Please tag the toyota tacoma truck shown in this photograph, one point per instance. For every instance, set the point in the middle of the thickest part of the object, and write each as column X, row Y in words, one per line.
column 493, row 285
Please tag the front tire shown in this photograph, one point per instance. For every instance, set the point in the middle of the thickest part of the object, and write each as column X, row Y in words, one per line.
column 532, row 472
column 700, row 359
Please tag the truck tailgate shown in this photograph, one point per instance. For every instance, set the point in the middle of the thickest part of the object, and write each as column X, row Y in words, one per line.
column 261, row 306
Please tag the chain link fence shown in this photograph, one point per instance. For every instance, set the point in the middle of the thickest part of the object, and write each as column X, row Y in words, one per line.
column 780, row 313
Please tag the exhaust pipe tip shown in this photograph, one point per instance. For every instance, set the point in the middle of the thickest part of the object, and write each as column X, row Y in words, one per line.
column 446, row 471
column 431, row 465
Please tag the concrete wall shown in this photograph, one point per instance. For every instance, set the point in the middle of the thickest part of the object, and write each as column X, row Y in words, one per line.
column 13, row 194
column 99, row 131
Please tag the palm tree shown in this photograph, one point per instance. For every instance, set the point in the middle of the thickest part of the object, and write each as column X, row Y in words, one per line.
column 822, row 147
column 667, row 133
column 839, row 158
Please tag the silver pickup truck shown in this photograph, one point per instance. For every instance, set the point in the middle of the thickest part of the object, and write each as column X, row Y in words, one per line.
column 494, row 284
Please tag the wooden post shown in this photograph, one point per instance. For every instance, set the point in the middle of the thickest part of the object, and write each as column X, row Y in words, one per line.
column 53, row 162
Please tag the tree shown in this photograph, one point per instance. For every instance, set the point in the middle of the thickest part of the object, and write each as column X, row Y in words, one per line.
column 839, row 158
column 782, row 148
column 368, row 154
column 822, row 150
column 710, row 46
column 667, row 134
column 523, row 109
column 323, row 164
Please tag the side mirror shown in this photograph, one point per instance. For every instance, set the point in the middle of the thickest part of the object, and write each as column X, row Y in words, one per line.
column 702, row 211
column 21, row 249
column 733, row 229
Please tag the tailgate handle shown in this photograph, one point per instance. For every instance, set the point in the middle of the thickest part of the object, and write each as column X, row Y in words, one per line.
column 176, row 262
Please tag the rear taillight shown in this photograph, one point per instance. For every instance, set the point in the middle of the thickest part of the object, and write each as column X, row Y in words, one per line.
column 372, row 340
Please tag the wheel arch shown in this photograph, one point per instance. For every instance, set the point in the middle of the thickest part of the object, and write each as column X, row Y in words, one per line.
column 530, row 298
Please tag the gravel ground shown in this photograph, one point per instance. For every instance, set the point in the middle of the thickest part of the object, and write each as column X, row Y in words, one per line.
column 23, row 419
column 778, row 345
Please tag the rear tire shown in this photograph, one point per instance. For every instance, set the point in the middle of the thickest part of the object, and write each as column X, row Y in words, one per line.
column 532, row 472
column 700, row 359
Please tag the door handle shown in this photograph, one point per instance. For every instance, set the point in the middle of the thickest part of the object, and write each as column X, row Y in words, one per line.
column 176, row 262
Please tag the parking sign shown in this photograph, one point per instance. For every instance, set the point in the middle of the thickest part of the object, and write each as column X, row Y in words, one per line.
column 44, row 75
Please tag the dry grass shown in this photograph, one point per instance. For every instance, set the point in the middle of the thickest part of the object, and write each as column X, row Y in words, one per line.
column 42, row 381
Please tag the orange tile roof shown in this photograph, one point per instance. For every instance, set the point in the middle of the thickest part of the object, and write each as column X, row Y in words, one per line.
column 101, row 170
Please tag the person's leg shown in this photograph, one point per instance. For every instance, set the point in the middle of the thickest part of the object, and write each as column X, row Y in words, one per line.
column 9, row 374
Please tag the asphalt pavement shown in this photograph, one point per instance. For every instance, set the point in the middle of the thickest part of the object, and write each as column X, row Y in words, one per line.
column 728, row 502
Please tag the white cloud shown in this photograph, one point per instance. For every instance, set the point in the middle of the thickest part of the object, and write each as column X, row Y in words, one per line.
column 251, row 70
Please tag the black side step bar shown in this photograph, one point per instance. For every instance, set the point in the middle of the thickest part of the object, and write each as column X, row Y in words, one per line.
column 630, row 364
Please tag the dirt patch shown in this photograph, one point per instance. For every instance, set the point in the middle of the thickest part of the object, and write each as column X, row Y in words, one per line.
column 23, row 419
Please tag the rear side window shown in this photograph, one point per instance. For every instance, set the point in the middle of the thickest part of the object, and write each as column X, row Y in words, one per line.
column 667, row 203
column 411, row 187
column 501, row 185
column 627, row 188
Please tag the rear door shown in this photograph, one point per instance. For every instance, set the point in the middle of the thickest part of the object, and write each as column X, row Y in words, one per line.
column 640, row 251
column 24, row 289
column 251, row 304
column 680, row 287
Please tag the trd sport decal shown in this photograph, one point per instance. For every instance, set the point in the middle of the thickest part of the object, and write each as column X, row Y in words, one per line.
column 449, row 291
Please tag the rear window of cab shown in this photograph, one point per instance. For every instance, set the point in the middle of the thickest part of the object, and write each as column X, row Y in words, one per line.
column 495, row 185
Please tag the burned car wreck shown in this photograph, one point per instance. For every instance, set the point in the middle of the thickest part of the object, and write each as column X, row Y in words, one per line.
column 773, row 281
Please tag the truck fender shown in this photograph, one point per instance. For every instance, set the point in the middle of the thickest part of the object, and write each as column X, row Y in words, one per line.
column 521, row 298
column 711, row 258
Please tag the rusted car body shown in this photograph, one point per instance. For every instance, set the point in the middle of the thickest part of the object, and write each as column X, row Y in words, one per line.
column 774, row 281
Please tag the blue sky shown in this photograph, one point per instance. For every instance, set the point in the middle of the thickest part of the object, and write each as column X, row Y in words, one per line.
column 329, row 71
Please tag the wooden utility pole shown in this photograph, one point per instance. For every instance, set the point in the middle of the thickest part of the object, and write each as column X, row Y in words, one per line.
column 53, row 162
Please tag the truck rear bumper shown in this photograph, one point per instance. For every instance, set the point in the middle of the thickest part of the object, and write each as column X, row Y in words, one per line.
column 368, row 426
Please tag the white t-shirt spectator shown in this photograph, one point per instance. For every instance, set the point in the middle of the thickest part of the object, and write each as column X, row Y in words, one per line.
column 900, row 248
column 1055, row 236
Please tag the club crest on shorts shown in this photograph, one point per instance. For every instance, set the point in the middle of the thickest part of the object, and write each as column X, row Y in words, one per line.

DIRECTIVE: Reproduce all of the lines above, substituting "widest part" for each occurrence of "thickest part" and leaving everything else unchanged.

WRITTEN RESPONSE:
Please tag the toyota tacoma truck shown in this photograph, one point per instance. For every instance, set the point in the middle of the widest part of the object, and write each as column X, row Y in words, one per line.
column 493, row 285
Please tag the front tire shown in this photograph, one point per instance. For every instance, set the point in the middle of the widest part of the object, and write each as column X, row Y in words, one per line.
column 532, row 472
column 700, row 359
Please tag the truck tailgate shown in this photograph, one point per instance. For every instance, set the point in the middle of the widest part of the object, and write each as column X, row Y in words, one per line.
column 261, row 306
Please tag the chain link fence shown in this photograph, one point per instance. For every instance, set the point in the middle of the widest part of the object, and write each as column X, row Y in words, one per line.
column 780, row 313
Please tag the exhaust pipe tip shown in this photograph, one point per instance. For every instance, set the point in the middle of the widest part of the object, and write each as column X, row Y in words, one per line.
column 446, row 471
column 431, row 465
Please tag the concrete wall shown in this photograph, one point per instance. For every instance, set the point in the middle of the widest part of the object, and write each as column X, row Y in words, one per line.
column 13, row 194
column 99, row 131
Please tag the palm tree shown in this photograph, one point per instance. For every instance, set the point in the middle of the widest part of the object, and write each as column X, row Y in words, one per line.
column 822, row 147
column 667, row 133
column 839, row 158
Please tag the silver pickup truck shown in this photograph, one point per instance. For every instance, set the point in the middle of the widest part of the object, and write each as column X, row Y in words, one per line.
column 494, row 284
Please tag the wooden post shown in this photograph, one point per instance. For every instance, set the point in the middle of the widest part of the object, and write each as column X, row Y in words, one per line.
column 53, row 162
Please tag the tree shown in this photograph, one point per instance. For every instance, set the point in the middle of the widest part of the object, and write each as column X, row Y in words, one per line.
column 839, row 158
column 782, row 148
column 368, row 154
column 822, row 150
column 710, row 46
column 667, row 134
column 523, row 109
column 323, row 164
Please tag the side mirror shown in this photograph, one point per instance. For every instance, set the point in the middle of the widest part of the object, and write each as column X, row Y in words, one per line.
column 702, row 211
column 21, row 249
column 733, row 229
Please tag the tailgate handle shown in this photograph, one point per instance. For every instance, set the point in the middle of the widest part of the object, and write each as column X, row Y in words, one per line.
column 176, row 262
Please tag the rear taillight shown in this photograph, one point per instance. For every instance, set the point in the middle of the widest part of the object, and write each as column X, row Y in words, one per line.
column 372, row 340
Please tag the wheel arch shown in this photograph, one point per instance. For every instance, set the point in the middle of the widest part of the object, and write each as column X, row Y in words, one per line.
column 530, row 298
Please tag the gravel ground shown in this photograph, one point per instance. For every instance, set the point in the middle of the widest part of the object, and write each as column X, row Y in words, one per line.
column 23, row 419
column 778, row 345
Please tag the rear tire shown in this photograph, one point per instance. For every instance, set the point in the middle of the widest part of the object, and write each as column X, row Y in words, one per line.
column 532, row 472
column 700, row 359
Please tag the door handle shown in this photograph, one point per instance. For every instance, set the point in the middle of the widest part of the object, and write each as column X, row Y in words, one per line.
column 176, row 262
Please tag the parking sign shown in this photograph, one point per instance. For every instance, set the point in the middle of the widest part of the object, and write each as column X, row Y in words, one per line.
column 44, row 75
Please tag the dry grass shown in this photograph, one point per instance. For every instance, set the point in the middle of the widest part of the object, and write each as column X, row Y in words, one per line.
column 42, row 381
Please tag the orange tile roof shown in this photograph, one point per instance. For every instance, set the point in the middle of the widest part of the object, and write each as column X, row Y in words, one per line.
column 101, row 170
Please tag the person's leg shown in this photograph, one point per instance. For every instance, set the point in the middle of the widest part of the object, and write each as column X, row Y in words, one per line.
column 9, row 374
Please tag the asphalt pavement shown in this photograph, one point per instance. For every instance, set the point in the middle of the widest part of the object, and write each as column X, row Y in words, one per line.
column 728, row 502
Please tag the white cloud shown in this photograph, one point per instance. For every instance, set the point in the middle of the widest part of the object, and write each as column X, row Y in words, one per line.
column 251, row 70
Please tag the black side step bar shown in this photograph, one point per instance. For every instance, set the point in the middle of the widest part of the object, and write each as column X, row Y in words, one per line.
column 630, row 364
Please tag the dirt patch shown in this photograph, one point per instance. For every instance, set the point in the middle of the widest part of the object, and write each as column X, row Y in words, one per line.
column 23, row 419
Please tag the rear side window shown in this photograph, one point per instance. For every instance, set the point in the middle of the widest part of the object, and write each as column X, row Y in words, one per line.
column 667, row 203
column 411, row 187
column 501, row 185
column 627, row 188
Please tag the rear door shown in this photograph, one point per instance. For every instance, set the point in the middle of the widest part of the object, and write each as column X, row Y in words, one per line.
column 640, row 251
column 24, row 289
column 251, row 304
column 680, row 287
Please tag the trd sport decal shown in this photograph, one point per instance. For every instance, set the point in the middle of the widest part of the object, and write each as column X, row Y in words, one per line.
column 449, row 291
Please tag the rear window of cab shown in this photograph, one point per instance. For every instance, set the point in the middle of the widest part of the object, and write each as column X, row Y in words, one per line.
column 495, row 185
Please tag the burned car wreck shown in this photograph, one point per instance. For every instance, set the point in the middle of the widest part of the object, and write each as column X, row Y in words, one per line.
column 773, row 281
Please tag the truck fender shown in this photograph, one point per instance. For every instance, set the point in the middle of the widest part of the object, and write each as column X, row Y in words, one per line.
column 521, row 298
column 711, row 258
Please tag the rusted car body shown in this photograph, one point per instance. For every instance, set the point in the middle of the widest part of the object, and write each as column X, row Y in words, one per line.
column 774, row 281
Please tag the blue sky shown in this photograph, one point per instance. For every instance, set the point in the middle of the widest part of the object, and write each as column X, row Y in words, one per line.
column 329, row 71
Please tag the wooden utility pole shown in this photograph, one point per instance. For every instance, set the point in the middle of the widest part of the object, and write each as column X, row Y in words, one per line.
column 53, row 162
Please tag the truck rear bumper shown in this photograph, one point per instance. For every instance, set the point in the middle of the widest part of the object, and write each as column X, row Y in words, one per line.
column 368, row 426
Please tag the white t-shirt spectator shown in this photograph, one point per instance. For every instance, set the point in the middle of the widest part of the object, and write each as column X, row Y in words, one per line.
column 900, row 248
column 1055, row 236
Please tag the club crest on shorts shown in this photograph, one point per instance. For every instance, set the point in the middle of the widest part of the object, and write each as column X, row Y in words, one per line.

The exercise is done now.